=== Data for this task ===

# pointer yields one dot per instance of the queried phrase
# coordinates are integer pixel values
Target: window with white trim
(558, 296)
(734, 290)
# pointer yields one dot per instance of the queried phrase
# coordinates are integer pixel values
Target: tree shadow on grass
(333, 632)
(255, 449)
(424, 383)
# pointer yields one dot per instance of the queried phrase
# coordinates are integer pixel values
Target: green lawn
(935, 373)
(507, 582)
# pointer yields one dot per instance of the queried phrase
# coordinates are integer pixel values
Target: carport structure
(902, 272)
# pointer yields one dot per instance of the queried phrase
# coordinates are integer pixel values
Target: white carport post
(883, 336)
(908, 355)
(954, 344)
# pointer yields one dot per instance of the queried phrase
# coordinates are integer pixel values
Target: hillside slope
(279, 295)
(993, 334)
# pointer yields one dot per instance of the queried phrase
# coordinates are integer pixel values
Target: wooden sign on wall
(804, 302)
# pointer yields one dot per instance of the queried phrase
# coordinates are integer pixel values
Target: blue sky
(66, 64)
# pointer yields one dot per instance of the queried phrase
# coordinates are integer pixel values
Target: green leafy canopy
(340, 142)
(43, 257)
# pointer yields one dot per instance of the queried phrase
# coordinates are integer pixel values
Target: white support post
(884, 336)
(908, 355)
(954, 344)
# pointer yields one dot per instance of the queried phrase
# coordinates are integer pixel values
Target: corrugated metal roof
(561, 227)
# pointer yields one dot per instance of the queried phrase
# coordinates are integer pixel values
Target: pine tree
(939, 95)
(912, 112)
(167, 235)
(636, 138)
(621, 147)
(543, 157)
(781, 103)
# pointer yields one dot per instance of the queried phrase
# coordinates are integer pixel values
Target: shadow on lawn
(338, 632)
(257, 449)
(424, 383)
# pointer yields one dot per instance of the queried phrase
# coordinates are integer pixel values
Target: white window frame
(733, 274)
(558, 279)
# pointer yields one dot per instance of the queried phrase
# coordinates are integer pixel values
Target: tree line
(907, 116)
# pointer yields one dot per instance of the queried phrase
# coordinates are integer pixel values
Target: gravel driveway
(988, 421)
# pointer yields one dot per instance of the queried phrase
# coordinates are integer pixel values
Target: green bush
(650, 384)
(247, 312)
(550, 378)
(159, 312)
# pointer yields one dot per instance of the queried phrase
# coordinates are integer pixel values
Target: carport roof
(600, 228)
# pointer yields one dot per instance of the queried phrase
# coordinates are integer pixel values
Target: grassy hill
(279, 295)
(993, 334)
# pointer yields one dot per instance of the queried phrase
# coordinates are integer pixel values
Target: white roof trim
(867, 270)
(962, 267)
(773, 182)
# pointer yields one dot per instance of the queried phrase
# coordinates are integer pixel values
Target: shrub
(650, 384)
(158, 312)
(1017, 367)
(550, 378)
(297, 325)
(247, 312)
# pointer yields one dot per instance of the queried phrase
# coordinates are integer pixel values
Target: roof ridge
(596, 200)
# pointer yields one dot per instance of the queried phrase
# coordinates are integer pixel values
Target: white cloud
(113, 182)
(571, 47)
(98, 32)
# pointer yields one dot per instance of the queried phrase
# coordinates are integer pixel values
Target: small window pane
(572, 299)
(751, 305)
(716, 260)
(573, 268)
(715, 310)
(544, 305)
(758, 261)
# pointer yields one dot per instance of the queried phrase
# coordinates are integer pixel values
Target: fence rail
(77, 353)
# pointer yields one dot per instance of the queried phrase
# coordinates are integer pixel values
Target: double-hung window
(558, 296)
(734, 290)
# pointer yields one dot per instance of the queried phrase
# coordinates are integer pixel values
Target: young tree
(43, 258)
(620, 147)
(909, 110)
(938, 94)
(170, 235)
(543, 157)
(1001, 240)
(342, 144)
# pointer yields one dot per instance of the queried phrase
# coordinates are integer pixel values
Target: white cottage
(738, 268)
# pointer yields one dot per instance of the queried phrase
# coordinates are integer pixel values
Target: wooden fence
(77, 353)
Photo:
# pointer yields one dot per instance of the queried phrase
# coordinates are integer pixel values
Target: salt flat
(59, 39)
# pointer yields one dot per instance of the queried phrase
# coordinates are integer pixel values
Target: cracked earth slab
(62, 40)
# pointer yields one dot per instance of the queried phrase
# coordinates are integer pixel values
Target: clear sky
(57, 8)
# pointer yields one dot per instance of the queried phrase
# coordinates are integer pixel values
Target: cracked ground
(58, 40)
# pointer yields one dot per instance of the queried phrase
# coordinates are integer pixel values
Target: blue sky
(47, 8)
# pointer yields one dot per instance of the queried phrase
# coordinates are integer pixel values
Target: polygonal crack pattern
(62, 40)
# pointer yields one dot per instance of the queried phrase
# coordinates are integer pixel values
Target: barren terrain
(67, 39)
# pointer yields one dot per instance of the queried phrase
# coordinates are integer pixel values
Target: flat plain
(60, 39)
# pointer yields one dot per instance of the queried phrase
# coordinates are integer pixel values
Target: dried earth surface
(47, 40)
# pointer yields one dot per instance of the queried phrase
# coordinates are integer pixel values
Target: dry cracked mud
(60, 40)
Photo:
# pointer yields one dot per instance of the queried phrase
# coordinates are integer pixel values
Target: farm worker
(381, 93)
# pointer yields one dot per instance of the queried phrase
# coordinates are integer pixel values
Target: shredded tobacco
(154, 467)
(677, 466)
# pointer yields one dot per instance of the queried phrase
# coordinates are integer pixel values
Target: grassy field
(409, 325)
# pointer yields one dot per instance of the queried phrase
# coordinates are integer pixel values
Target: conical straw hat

=== Problem description ===
Write the material out again in its entirety, exactly as shown.

=== Solved problem ===
# pointer yields one dot per instance of the queried phrase
# coordinates are integer pixel values
Target: window with white trim
(558, 296)
(734, 290)
# pointer yields one dot per instance of the queried phrase
# coordinates are integer pixel values
Target: tree shadow on grass
(333, 632)
(255, 449)
(424, 383)
# pointer yields one dot per instance of the queried phrase
# coordinates are integer pixel values
Target: green lawn
(935, 373)
(507, 582)
# pointer yields one dot per instance of the queried phrase
# coordinates are integer pixel values
Target: carport structure
(902, 272)
# pointer yields one dot per instance of the queried phrase
# coordinates are integer pixel values
Target: white carport post
(883, 336)
(908, 355)
(954, 344)
# pointer yields one dot per instance of the queried phrase
# coordinates are integer pixel values
Target: hillside slope
(279, 295)
(993, 334)
# pointer yields one dot per instance of the queried phrase
# coordinates are integer pixel values
Target: wooden sign on wall
(804, 302)
# pointer yields one dot per instance of the queried phrase
# coordinates are integer pixel values
Target: blue sky
(66, 64)
# pointer yields one dot per instance of the queried phrase
# coordinates are integer pixel values
Target: green leafy canopy
(340, 142)
(43, 257)
# pointer yields one dot per instance of the queried phrase
# coordinates are integer pixel values
Target: white support post
(884, 336)
(908, 355)
(954, 344)
# pointer yields one dot per instance of the queried phrase
# coordinates are integer pixel values
Target: corrugated metal roof
(561, 227)
# pointer yields one dot per instance of the queried phrase
# coordinates are integer pixel values
Target: pine tree
(939, 95)
(912, 112)
(167, 235)
(636, 138)
(621, 147)
(543, 157)
(781, 103)
# pointer yields one dot per instance of the queried phrase
# coordinates are integer pixel values
Target: shadow on lawn
(338, 632)
(257, 449)
(424, 383)
# pointer yields one dot per instance of the queried phrase
# coordinates are integer pixel values
Target: white window frame
(733, 274)
(558, 279)
# pointer yields one dot per instance of the queried phrase
# coordinates are integer pixel values
Target: tree line
(907, 116)
# pointer yields one dot per instance of the queried phrase
# coordinates are integer pixel values
Target: gravel driveway
(988, 421)
# pointer yields one dot per instance of the queried phrase
# coordinates are integer pixel values
Target: green bush
(650, 384)
(247, 312)
(550, 378)
(159, 312)
# pointer yields one dot per instance of the queried phrase
# coordinates are integer pixel values
Target: carport roof
(600, 228)
# pointer yields one dot per instance of the queried phrase
# coordinates are integer pixel values
Target: grassy hill
(279, 295)
(993, 334)
# pointer yields one dot per instance of the queried phrase
# coordinates are integer pixel values
Target: white roof trim
(867, 270)
(962, 267)
(773, 182)
# pointer yields one dot per instance of the queried phrase
# coordinates are integer pixel values
Target: shrub
(650, 384)
(158, 312)
(1017, 367)
(550, 378)
(297, 325)
(247, 312)
# pointer yields one dot per instance of the queried phrase
# coordinates are integer pixel values
Target: roof ridge
(596, 200)
# pointer yields one dot per instance of the queried phrase
# coordinates are integer pixel values
Target: white cloud
(113, 182)
(571, 47)
(98, 32)
# pointer yields one dot per instance of the queried phrase
# coordinates are integer pixel values
Target: small window pane
(572, 299)
(751, 305)
(716, 260)
(573, 268)
(715, 310)
(544, 305)
(758, 261)
# pointer yields one dot per instance of the queried phrase
# coordinates are integer pixel values
Target: fence rail
(77, 353)
# pointer yields one dot per instance of the queried phrase
# coordinates are integer pixel values
Target: double-hung window
(558, 296)
(734, 290)
# pointer yields one dot per instance of the queried phrase
# coordinates are integer pixel values
Target: young tree
(43, 258)
(620, 147)
(909, 110)
(938, 94)
(170, 235)
(543, 157)
(1001, 240)
(342, 144)
# pointer yields one dot per instance of the queried phrase
# coordinates are integer pixel values
Target: white cottage
(738, 268)
# pointer yields one dot per instance of the queried phrase
# coordinates are integer pixel values
Target: wooden fence
(77, 353)
Photo:
# pointer yields one dot per instance of the queried phrase
# coordinates are integer pixel values
Target: salt flat
(59, 39)
# pointer yields one dot per instance of the queried phrase
# coordinates are integer pixel values
Target: cracked earth slab
(62, 40)
# pointer yields one dot per instance of the queried phrase
# coordinates are integer pixel values
Target: clear sky
(57, 8)
# pointer yields one dot per instance of the queried phrase
# coordinates are integer pixel values
Target: cracked ground
(58, 40)
# pointer yields one dot per instance of the queried phrase
# coordinates are integer pixel values
Target: blue sky
(47, 8)
# pointer yields one dot per instance of the queried phrase
# coordinates are integer pixel values
Target: polygonal crack pattern
(62, 40)
# pointer yields one dot per instance of the queried phrase
# coordinates are integer pixel values
Target: barren terrain
(67, 39)
# pointer yields one dot per instance of the queried phrase
# coordinates are integer pixel values
Target: flat plain
(60, 39)
# pointer yields one dot per instance of the queried phrase
# coordinates are integer pixel values
Target: dried earth surface
(47, 40)
# pointer yields one dot per instance of the queried phrase
# coordinates are integer pixel values
Target: dry cracked mud
(60, 40)
Photo:
# pointer yields one dot per instance of the queried phrase
# coordinates are integer pixel values
Target: farm worker
(381, 93)
# pointer yields one dot per instance of the queried phrase
# coordinates are integer pixel values
Target: shredded tobacco
(154, 467)
(677, 466)
# pointer yields one dot per instance of the queried phrase
# coordinates are integer pixel values
Target: grassy field
(409, 325)
# pointer yields one dot per instance of the queried phrase
# coordinates are integer pixel values
Target: conical straw hat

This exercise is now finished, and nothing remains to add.